▶ _WORK ITEM_:
You are asked to reproduce the listing exactly and to omit its pictures.

▶ _DATA SUPPLIED_:
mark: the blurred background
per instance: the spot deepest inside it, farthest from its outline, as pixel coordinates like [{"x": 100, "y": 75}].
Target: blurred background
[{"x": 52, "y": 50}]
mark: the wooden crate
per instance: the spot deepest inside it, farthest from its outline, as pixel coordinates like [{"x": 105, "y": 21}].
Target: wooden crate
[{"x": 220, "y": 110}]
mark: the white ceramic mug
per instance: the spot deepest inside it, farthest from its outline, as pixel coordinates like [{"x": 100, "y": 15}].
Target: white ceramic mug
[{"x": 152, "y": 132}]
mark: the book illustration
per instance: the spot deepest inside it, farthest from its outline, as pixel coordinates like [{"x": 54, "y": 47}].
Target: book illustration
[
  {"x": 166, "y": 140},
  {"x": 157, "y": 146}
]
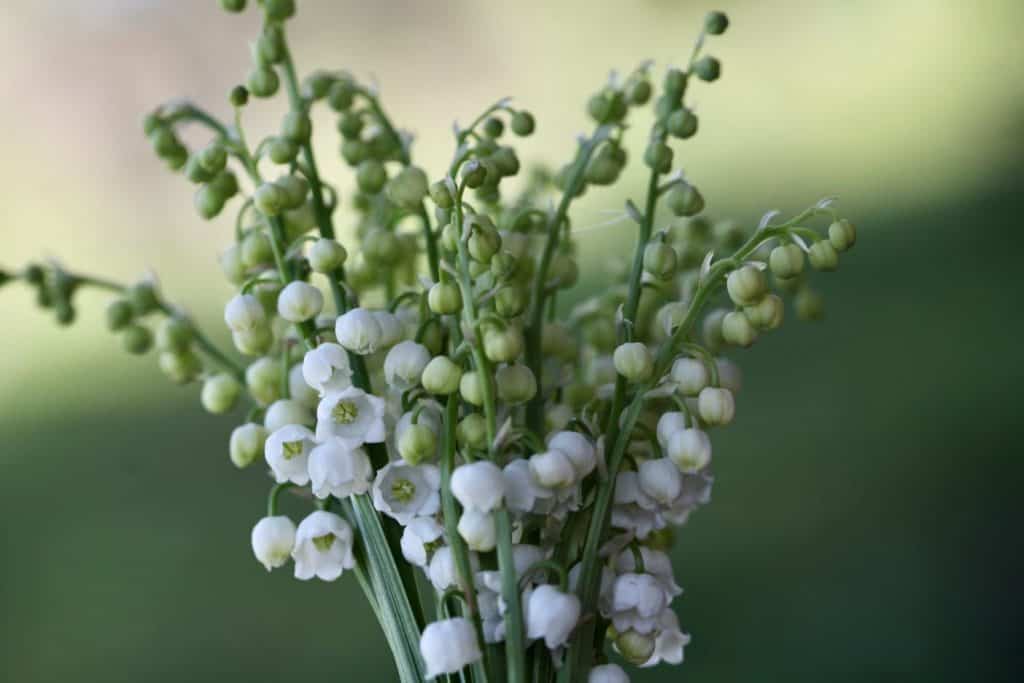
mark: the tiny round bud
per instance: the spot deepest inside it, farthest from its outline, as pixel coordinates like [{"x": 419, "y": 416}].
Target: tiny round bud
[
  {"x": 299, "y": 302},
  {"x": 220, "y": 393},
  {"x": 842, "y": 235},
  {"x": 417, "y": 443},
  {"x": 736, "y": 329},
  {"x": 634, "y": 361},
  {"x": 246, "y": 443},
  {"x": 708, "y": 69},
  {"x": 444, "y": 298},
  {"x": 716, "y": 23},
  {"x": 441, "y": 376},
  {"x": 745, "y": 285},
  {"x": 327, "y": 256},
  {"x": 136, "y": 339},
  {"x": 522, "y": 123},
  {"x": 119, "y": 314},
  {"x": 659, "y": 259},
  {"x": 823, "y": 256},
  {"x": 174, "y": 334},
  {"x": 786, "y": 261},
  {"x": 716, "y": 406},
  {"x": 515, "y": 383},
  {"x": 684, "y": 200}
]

▶ _WRITTEN RESPONSE_:
mark: the blurred background
per instance: the spot deepest inside it, farthest from its outline, as pixel coordinates like [{"x": 100, "y": 75}].
Target: blurred background
[{"x": 52, "y": 50}]
mark: the wooden crate
per instance: the spot deepest inside it, farthest from its outline, as pixel coordinates like [{"x": 105, "y": 21}].
Target: wooden crate
[{"x": 220, "y": 110}]
mark: the white ceramic mug
per instance: the spot deepest inside it, farthest from its outline, as pixel coordinates like [{"x": 100, "y": 15}].
Target: white ceramic mug
[{"x": 152, "y": 132}]
mark: the book illustration
per instance: the spot deepest inside it, farthest from its outline, as pixel coordinates like [{"x": 54, "y": 47}].
Target: book illustration
[
  {"x": 166, "y": 140},
  {"x": 157, "y": 146}
]
mark: the tiny round bud
per instance: the spot deepest inside it, farthest from its outline, as pixel coordinates like [{"x": 419, "y": 416}].
Target: tiny round bud
[
  {"x": 299, "y": 302},
  {"x": 220, "y": 393},
  {"x": 842, "y": 235},
  {"x": 417, "y": 443},
  {"x": 736, "y": 329},
  {"x": 634, "y": 361},
  {"x": 246, "y": 443},
  {"x": 708, "y": 69},
  {"x": 444, "y": 298},
  {"x": 716, "y": 23},
  {"x": 441, "y": 376},
  {"x": 745, "y": 285},
  {"x": 327, "y": 256},
  {"x": 136, "y": 339},
  {"x": 522, "y": 123},
  {"x": 119, "y": 314},
  {"x": 659, "y": 259},
  {"x": 823, "y": 256},
  {"x": 174, "y": 334},
  {"x": 786, "y": 261},
  {"x": 716, "y": 406},
  {"x": 515, "y": 383},
  {"x": 684, "y": 200}
]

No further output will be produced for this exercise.